▶ [WHAT THIS TASK INVOLVES] Return, unchanged and in order, the lines of the entries below from the one containing "Q. Locate the grey" through the one containing "pixel 361 264", including both of those lines.

▶ [RECORDS FOR THE EXERCISE]

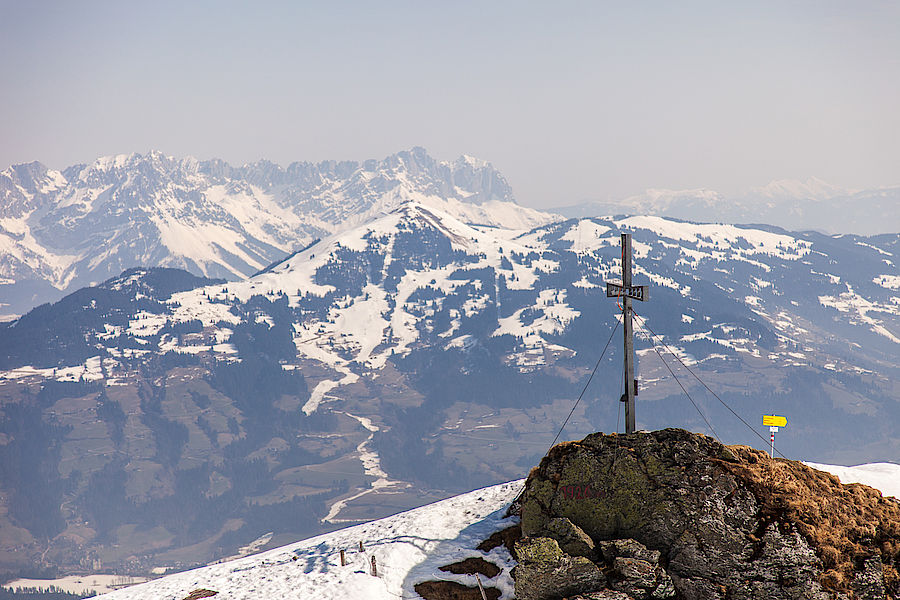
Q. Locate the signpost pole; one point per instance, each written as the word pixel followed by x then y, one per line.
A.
pixel 772 445
pixel 773 422
pixel 629 334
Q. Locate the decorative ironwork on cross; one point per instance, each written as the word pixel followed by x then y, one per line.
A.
pixel 627 293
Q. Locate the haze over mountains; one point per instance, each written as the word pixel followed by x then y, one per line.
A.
pixel 812 204
pixel 430 342
pixel 60 230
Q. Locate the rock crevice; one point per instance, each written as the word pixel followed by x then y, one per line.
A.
pixel 671 514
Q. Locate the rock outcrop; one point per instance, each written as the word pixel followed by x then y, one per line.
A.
pixel 671 514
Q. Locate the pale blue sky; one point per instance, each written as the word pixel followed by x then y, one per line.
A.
pixel 569 100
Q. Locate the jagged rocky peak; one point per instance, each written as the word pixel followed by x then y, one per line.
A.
pixel 672 514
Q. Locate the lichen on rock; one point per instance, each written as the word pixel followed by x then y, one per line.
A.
pixel 676 514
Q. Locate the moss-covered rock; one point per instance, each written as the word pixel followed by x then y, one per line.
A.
pixel 545 572
pixel 723 522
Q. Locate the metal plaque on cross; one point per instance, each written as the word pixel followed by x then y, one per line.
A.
pixel 627 293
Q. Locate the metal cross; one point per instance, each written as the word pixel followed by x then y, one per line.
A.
pixel 627 292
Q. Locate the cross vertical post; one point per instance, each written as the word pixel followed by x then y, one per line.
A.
pixel 627 293
pixel 629 334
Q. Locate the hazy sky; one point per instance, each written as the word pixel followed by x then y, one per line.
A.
pixel 569 100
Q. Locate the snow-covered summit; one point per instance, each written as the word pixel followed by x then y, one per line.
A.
pixel 90 222
pixel 408 549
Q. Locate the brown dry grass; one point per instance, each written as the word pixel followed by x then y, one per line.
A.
pixel 843 523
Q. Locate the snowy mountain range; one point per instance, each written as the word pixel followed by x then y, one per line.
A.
pixel 812 204
pixel 431 342
pixel 61 230
pixel 409 547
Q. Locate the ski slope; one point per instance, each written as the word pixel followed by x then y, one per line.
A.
pixel 408 548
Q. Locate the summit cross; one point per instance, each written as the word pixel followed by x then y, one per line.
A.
pixel 627 292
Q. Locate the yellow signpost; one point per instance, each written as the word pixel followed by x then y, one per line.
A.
pixel 773 422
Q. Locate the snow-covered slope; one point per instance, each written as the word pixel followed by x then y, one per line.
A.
pixel 408 549
pixel 60 229
pixel 418 353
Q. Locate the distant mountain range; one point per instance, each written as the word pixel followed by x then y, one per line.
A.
pixel 430 342
pixel 60 230
pixel 795 205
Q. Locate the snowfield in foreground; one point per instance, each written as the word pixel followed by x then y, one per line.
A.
pixel 408 549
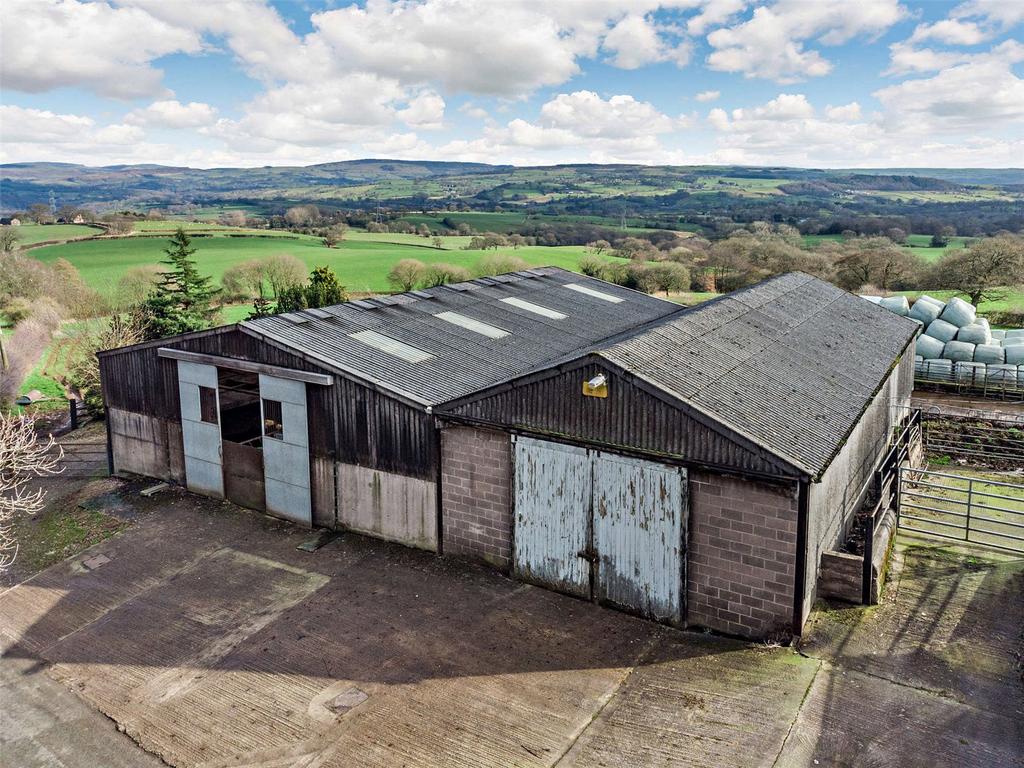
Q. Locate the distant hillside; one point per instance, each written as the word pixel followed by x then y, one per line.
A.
pixel 675 197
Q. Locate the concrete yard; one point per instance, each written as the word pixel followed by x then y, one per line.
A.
pixel 210 640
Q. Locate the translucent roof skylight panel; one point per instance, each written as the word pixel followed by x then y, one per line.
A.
pixel 473 325
pixel 391 346
pixel 529 306
pixel 596 294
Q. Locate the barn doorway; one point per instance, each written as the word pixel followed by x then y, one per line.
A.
pixel 242 435
pixel 602 526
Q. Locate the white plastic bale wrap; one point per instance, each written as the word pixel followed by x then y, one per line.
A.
pixel 897 304
pixel 1014 355
pixel 942 331
pixel 932 300
pixel 925 311
pixel 958 312
pixel 975 334
pixel 989 354
pixel 929 347
pixel 939 368
pixel 958 351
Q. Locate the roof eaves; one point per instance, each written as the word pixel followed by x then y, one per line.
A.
pixel 713 421
pixel 349 373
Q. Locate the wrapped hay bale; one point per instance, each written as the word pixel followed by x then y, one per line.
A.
pixel 925 311
pixel 958 312
pixel 989 354
pixel 929 347
pixel 975 334
pixel 958 351
pixel 942 331
pixel 1014 354
pixel 938 369
pixel 897 304
pixel 971 372
pixel 1006 375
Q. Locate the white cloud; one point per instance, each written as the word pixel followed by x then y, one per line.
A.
pixel 904 58
pixel 474 112
pixel 173 114
pixel 54 43
pixel 951 32
pixel 979 93
pixel 770 44
pixel 425 111
pixel 636 41
pixel 1006 13
pixel 847 113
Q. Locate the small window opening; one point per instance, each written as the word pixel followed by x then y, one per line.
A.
pixel 208 404
pixel 240 416
pixel 272 422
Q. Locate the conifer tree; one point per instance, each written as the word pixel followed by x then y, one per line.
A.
pixel 182 299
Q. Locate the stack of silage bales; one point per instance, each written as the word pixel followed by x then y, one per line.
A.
pixel 955 344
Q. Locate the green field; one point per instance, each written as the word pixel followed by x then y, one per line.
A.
pixel 360 264
pixel 30 233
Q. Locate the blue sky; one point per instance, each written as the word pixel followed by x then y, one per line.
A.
pixel 813 83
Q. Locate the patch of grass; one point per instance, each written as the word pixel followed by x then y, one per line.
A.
pixel 57 534
pixel 360 264
pixel 30 233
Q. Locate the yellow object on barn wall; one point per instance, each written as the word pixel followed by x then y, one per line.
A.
pixel 596 387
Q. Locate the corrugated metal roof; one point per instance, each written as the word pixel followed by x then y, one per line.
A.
pixel 462 359
pixel 791 363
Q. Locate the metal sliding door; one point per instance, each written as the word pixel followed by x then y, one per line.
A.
pixel 552 515
pixel 601 525
pixel 201 428
pixel 639 524
pixel 286 448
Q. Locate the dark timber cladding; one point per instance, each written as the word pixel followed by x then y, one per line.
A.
pixel 769 380
pixel 393 356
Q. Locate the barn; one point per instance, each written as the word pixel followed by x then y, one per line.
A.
pixel 325 416
pixel 693 471
pixel 687 465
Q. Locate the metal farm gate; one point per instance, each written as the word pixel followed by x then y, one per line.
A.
pixel 958 507
pixel 601 525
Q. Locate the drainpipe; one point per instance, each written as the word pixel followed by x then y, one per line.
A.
pixel 803 508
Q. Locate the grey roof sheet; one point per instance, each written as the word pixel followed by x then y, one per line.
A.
pixel 464 360
pixel 791 363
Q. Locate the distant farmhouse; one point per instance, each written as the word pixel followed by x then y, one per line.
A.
pixel 686 465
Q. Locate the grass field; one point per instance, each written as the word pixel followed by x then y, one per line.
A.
pixel 30 233
pixel 361 264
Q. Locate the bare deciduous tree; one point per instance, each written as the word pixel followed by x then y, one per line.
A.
pixel 23 458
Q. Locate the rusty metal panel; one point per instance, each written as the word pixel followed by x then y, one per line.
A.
pixel 639 523
pixel 286 459
pixel 202 440
pixel 552 514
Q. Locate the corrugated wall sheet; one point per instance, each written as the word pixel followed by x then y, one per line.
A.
pixel 628 418
pixel 347 420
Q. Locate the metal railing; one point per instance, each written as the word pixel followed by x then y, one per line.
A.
pixel 886 495
pixel 1006 382
pixel 963 508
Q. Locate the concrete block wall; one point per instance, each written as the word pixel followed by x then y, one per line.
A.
pixel 476 506
pixel 742 555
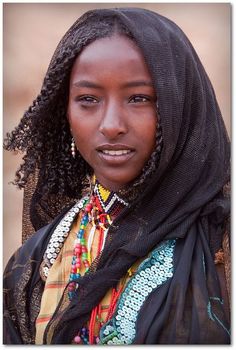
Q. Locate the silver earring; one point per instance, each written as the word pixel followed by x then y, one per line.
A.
pixel 73 148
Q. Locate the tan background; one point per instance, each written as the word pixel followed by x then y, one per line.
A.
pixel 31 33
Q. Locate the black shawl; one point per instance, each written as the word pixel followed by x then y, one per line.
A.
pixel 184 200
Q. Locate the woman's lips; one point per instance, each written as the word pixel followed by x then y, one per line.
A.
pixel 115 156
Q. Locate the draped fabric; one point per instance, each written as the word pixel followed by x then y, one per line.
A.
pixel 184 199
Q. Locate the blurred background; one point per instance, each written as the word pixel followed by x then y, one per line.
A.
pixel 31 32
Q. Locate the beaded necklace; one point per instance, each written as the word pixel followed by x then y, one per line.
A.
pixel 103 205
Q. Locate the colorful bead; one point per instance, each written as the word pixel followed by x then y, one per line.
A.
pixel 149 276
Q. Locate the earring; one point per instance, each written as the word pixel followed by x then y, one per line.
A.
pixel 73 148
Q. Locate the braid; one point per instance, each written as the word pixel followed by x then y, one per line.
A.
pixel 43 133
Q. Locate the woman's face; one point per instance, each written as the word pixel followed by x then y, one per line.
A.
pixel 112 110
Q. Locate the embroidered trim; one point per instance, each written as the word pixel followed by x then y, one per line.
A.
pixel 110 202
pixel 152 273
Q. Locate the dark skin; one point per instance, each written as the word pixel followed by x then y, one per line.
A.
pixel 112 110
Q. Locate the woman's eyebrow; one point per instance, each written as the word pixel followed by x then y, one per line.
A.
pixel 88 84
pixel 137 83
pixel 92 85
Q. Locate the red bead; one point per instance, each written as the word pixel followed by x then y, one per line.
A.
pixel 71 288
pixel 78 250
pixel 84 249
pixel 73 269
pixel 88 207
pixel 77 339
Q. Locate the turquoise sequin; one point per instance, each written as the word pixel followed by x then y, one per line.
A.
pixel 152 273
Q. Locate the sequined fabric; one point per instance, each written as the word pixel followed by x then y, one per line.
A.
pixel 152 273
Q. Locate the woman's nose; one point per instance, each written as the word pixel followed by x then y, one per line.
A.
pixel 114 122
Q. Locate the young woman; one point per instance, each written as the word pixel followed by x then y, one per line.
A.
pixel 130 153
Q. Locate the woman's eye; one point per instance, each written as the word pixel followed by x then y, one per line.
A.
pixel 86 100
pixel 139 99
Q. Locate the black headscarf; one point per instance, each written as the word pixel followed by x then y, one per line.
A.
pixel 184 199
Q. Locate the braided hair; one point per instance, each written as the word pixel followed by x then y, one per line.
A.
pixel 43 133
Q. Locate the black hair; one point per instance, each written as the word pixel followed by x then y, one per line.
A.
pixel 43 133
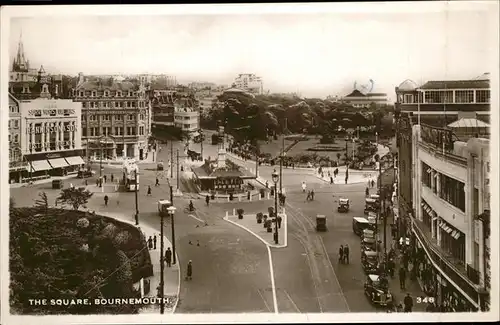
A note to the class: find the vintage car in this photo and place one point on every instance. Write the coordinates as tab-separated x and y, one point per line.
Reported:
368	233
369	261
371	205
368	244
377	289
343	205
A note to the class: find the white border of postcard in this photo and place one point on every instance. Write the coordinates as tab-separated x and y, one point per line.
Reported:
432	6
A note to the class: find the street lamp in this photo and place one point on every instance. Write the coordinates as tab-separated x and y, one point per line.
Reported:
171	211
275	177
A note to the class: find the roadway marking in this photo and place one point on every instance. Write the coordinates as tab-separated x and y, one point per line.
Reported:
265	303
328	258
291	300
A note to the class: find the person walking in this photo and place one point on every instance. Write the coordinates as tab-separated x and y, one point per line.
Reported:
168	257
408	302
150	242
402	278
346	254
189	270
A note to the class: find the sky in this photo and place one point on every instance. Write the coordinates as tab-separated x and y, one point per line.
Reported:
316	54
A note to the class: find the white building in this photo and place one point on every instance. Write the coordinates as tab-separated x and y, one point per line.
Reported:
250	83
51	136
451	190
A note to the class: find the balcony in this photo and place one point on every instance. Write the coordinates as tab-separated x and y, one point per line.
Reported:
450	266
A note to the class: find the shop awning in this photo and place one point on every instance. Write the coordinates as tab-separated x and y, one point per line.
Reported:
38	165
74	161
58	163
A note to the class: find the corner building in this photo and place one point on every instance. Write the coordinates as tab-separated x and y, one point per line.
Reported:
451	191
116	118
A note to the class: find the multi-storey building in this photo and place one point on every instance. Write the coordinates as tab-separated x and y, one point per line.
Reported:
116	117
360	100
249	82
186	116
451	191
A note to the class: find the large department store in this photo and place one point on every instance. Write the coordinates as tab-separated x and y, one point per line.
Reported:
443	192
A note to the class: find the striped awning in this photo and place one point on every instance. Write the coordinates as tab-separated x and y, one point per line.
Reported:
74	161
38	165
58	163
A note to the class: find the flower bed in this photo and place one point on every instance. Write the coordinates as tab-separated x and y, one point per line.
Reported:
72	254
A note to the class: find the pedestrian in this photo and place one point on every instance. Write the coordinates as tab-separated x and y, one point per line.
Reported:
346	254
402	278
341	254
168	257
408	302
189	270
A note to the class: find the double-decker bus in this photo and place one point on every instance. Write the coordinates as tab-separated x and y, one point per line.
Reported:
131	176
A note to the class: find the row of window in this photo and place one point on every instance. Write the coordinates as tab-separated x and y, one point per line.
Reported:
446	96
107	93
141	104
107	117
107	130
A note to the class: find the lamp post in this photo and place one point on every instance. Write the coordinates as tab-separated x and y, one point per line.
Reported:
275	178
171	211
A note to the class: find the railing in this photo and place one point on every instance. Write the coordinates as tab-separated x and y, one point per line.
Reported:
433	150
434	253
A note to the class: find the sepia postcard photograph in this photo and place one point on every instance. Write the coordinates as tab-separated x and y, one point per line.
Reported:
249	163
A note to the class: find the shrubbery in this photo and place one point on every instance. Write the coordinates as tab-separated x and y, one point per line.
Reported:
73	254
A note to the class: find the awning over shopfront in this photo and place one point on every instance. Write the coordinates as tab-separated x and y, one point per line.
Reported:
58	163
74	161
38	165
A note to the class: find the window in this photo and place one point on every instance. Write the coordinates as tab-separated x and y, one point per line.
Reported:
452	191
464	96
482	96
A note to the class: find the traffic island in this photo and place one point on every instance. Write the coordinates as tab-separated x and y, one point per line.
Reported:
249	223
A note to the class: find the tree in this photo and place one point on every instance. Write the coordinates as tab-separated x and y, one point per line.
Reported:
42	202
75	197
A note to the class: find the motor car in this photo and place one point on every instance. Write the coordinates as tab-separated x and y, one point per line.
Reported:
343	205
369	262
377	290
368	244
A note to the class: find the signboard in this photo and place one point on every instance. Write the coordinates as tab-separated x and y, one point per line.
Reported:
437	136
51	111
51	128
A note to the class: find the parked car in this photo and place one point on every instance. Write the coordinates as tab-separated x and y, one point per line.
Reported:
377	290
369	262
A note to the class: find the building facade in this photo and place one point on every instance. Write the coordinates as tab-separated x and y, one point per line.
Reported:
50	137
360	100
249	82
450	191
116	118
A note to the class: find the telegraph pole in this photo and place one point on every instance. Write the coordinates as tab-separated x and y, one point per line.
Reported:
162	267
172	223
136	199
177	168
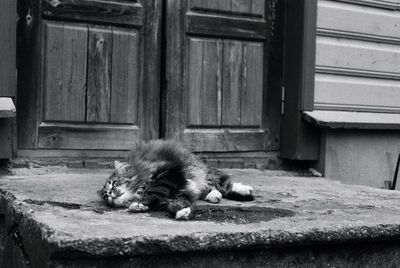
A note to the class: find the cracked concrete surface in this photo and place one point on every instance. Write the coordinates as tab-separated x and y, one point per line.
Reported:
59	215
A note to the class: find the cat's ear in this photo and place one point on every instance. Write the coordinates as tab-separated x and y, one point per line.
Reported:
120	167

▶ [FINISHED EXERCISE]
Q. Locate the grey roof sheet; one point per instance, each written as the word pixel followed by x then y, one per line.
A.
pixel 464 360
pixel 791 363
Q. Locate the distant farmhouse; one point per instance, each written as the word pixel followed by x then y, one per line.
A.
pixel 686 465
Q. Locate the grass field; one point per instance, each written as the word pixel followed by x then y, one per line.
A.
pixel 30 233
pixel 361 264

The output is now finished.